Your task is to output the entries below word for word.

** Start Supplied records **

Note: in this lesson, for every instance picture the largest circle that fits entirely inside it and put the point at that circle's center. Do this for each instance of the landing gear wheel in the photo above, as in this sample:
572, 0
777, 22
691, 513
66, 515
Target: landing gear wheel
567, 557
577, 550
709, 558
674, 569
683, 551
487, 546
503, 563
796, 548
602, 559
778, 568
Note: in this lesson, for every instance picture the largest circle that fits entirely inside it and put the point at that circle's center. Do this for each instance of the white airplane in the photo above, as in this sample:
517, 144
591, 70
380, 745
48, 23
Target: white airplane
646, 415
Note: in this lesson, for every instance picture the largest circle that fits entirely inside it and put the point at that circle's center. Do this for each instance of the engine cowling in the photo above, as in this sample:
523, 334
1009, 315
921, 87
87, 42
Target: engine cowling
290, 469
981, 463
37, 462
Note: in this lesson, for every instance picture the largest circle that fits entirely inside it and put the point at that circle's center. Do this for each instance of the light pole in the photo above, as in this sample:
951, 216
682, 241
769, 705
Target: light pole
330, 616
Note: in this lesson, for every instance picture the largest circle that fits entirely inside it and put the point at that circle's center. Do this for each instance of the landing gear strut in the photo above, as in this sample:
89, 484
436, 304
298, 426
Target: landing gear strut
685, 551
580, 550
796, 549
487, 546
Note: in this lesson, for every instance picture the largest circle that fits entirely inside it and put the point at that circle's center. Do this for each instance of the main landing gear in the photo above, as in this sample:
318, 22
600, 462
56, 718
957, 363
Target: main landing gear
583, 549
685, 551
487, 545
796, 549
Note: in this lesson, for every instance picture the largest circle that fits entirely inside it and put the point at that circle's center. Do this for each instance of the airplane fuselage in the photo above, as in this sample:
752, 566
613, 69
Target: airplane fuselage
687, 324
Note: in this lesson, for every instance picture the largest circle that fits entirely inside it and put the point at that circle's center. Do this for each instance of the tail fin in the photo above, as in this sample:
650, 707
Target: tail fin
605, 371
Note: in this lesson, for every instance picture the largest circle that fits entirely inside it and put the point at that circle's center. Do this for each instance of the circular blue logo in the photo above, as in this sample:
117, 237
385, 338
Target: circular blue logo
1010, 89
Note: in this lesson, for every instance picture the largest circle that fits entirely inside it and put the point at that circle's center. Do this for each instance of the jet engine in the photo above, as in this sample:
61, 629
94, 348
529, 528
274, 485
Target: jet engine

** End Supplied records **

▶ **Output for this exercise**:
Note: in this lesson, for every instance picture the largest circle that fits entirely inside it and put the point at that circle's center. Do this for each instance of the landing gear wheel in the photo above, as in this sample:
572, 0
777, 22
691, 513
66, 515
Target: landing gear wheel
567, 557
577, 550
709, 558
674, 569
683, 551
487, 546
503, 563
796, 548
602, 559
778, 568
Note: in this lesson, for every instance picture the largest circle that fits entirely inside it and put the point at that circle's center. Do this for each instance of the white airplane in the photo above, as in this sample:
517, 144
591, 70
380, 745
48, 23
Target: white airplane
646, 415
Note: in this lesson, for every instance picture the largest circle that fits entirely inside it and put the point at that circle's center. Do this for each instance of the engine cowling in the photo above, as in this sample:
523, 334
1009, 315
921, 87
87, 42
Target: engine cowling
290, 469
981, 463
37, 462
Note: in this lesson, for every instance picture the largest circle that fits entirely inside it and put the point at that circle's center. Do this for each instance of the light pole in the photo above, as in this sample:
951, 216
682, 241
769, 705
Target: light pole
330, 616
Note: in this lesson, for every instance picture the largest circle that fits entirely inside it and put the point at that circle's center. Do this for each instance of the landing gear strut in the photo above, as in this sample:
89, 484
436, 304
298, 426
Target: landing gear strut
685, 551
580, 550
796, 549
487, 546
Note: in this lesson, for every instance picture the largest circle that fits entirely inside it and put the point at that circle's center. Do this for each instance of the main landing gear in the photo above, as in this sample:
318, 22
600, 462
56, 718
957, 363
Target: main landing gear
583, 549
685, 551
487, 545
796, 549
Note: in this lesson, for every instance picture the largest circle that fits entirely inside it and put the point at that circle's center. Do this for each instance of the airplane fuselage in the photo above, as in this sample:
752, 566
613, 69
Target: airplane fuselage
687, 324
Note: in this lesson, for every instance picture the largest circle that fits entirely inside it and put the point at that circle's center. Do this for each instance of the tail fin in the photo above, as in this sample:
650, 707
Target: tail fin
605, 371
Note: in this lesson, for every instance picture the largest circle that fits entirely inside it and put the point at that circle's center. Do this for each instance of the circular blue logo in the photo above, as in this sample:
117, 237
385, 338
Target: circular blue logo
1010, 89
Note: in this lesson, for every instance picture the largest circle that fits entirely inside it and put the point at that circle's center. Do this for each instance of the jet engine in the photo above, as in this sample:
61, 629
94, 348
529, 528
274, 485
Target: jet engine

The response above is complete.